▸ EXTRACT TO READ
——
The three have been summoned to appear in the Napier District Court. An MBIE spokesman declined to comment on the charges but Greenpeace confirmed they involved Norman and two others.
The Crown Minerals Act, which governs the allocation of the Crown’s petroleum and mineral resources, was amended in 2013 to add new offences covering damage or interference with structures or ships being used offshore in prospecting, exploration and mining activities. One of the new provisions sets a non-interference zone around a petroleum or minerals operation at sea that can extend up to 500 metres. Breaches carry a fine of up to $10,000.
The environmental group was protesting against the work of the Amazon Warrior vessel, which is using seismic tests to gather data for potential oil reserves. It says extracting oil from such deepwater risks a repeat of the Deepwater Horizon disaster in the Gulf of Mexico and that new sources of fossil fuel were only adding to the problems of global warming. The testing was also a hazard to marine mammals, it said.
Energy Minister Judith Collins said an oil spill on that that scale "is an extremely low probability event."
——
▸ TASKS AND EXERCISES
• A. Return the passage of the article on the Greenpeace protest from "The three have" to "up to $10,000.", unchanged.
• B. Decide whether each statement below agrees with the article on the Greenpeace protest. Answer yes or no for each, and quote the words from the article that settle it.
(i) The Crown Minerals Act was amended in 2013.
(ii) The non-interference zone around an operation at sea can extend up to 1,000 metres.
(iii) An MBIE spokesman confirmed that the charges involved Norman.
• C. Using the article on the Greenpeace protest, answer these questions:
(i) In which court have the three been summoned to appear?
(ii) What is the maximum fine for breaches?
(iii) What is the name of the vessel whose work the group was protesting?

Point annotation dataset records:
——
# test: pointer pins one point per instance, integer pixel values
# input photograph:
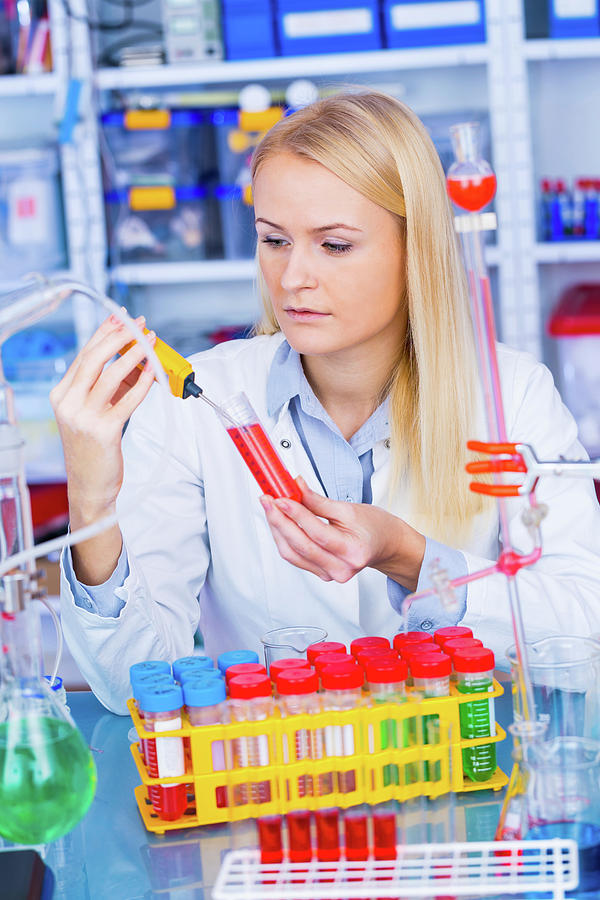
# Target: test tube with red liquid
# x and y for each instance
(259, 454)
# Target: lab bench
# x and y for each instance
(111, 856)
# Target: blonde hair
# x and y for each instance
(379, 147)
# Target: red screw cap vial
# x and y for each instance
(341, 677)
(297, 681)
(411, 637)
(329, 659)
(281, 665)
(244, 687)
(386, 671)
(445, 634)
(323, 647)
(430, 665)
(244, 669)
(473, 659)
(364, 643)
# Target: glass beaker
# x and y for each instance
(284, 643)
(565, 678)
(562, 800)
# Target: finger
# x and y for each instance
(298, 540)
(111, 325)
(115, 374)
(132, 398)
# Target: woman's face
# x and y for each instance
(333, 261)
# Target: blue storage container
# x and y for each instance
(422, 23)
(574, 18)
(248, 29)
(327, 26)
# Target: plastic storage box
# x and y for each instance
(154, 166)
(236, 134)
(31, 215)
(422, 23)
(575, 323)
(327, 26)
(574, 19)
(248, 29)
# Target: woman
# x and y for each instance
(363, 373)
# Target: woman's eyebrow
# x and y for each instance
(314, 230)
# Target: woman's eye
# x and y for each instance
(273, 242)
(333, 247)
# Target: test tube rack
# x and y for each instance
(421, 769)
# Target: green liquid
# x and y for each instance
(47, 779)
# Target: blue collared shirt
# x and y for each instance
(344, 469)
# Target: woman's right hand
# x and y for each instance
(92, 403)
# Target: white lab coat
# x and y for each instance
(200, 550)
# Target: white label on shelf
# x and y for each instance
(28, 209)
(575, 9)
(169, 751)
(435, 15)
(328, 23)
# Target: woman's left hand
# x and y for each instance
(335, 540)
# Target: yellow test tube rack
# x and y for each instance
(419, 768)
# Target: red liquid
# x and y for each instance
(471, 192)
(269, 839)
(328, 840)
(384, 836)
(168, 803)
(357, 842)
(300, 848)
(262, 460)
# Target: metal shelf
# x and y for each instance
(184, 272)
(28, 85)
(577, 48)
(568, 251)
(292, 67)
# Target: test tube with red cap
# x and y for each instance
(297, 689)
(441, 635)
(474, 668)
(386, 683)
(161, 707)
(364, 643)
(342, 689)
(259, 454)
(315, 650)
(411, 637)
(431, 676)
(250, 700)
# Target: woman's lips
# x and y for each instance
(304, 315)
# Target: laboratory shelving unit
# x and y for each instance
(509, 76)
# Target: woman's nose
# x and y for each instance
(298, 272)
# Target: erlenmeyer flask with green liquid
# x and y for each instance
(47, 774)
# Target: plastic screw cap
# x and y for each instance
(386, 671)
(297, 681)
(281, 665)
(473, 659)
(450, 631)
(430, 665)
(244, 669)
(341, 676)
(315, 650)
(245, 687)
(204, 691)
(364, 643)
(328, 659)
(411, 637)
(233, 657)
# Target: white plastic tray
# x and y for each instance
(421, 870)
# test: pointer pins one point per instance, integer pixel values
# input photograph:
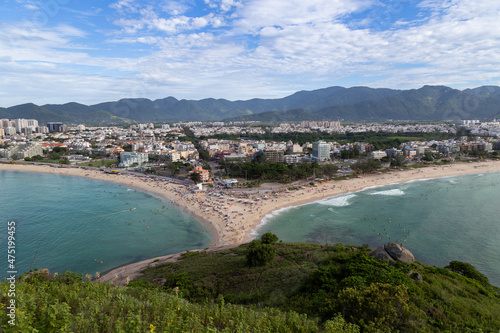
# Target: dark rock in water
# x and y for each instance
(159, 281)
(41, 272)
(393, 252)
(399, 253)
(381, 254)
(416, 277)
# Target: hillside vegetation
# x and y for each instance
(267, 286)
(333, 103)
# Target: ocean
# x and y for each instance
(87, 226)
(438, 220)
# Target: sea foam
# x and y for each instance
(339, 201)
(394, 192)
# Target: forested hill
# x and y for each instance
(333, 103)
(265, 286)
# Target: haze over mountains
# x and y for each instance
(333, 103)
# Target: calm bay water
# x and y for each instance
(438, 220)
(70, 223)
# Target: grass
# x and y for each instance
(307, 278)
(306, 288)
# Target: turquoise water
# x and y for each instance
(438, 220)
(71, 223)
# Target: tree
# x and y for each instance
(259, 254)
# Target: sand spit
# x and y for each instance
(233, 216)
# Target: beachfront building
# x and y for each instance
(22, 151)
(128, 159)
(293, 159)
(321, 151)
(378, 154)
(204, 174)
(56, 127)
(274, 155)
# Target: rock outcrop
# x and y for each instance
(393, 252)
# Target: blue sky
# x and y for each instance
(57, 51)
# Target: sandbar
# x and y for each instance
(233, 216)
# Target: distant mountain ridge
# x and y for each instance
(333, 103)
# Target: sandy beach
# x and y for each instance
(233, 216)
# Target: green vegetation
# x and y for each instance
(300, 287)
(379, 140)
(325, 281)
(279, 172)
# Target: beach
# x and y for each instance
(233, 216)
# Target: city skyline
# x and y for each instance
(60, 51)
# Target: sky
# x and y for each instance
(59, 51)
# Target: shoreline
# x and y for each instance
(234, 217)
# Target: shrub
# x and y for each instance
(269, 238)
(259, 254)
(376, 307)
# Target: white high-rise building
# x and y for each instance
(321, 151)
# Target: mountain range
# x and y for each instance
——
▸ SOLUTIONS BY TASK
• A.
The three have been summoned to appear in the Napier District Court. An MBIE spokesman declined to comment on the charges but Greenpeace confirmed they involved Norman and two others.
The Crown Minerals Act, which governs the allocation of the Crown’s petroleum and mineral resources, was amended in 2013 to add new offences covering damage or interference with structures or ships being used offshore in prospecting, exploration and mining activities. One of the new provisions sets a non-interference zone around a petroleum or minerals operation at sea that can extend up to 500 metres. Breaches carry a fine of up to $10,000.

• B.
(i) Yes: "was amended in 2013"
(ii) No: "can extend up to 500 metres"
(iii) No: "An MBIE spokesman declined to comment on the charges but Greenpeace confirmed they involved Norman and two others"

• C.
(i) The Napier District Court
(ii) $10,000
(iii) The Amazon Warrior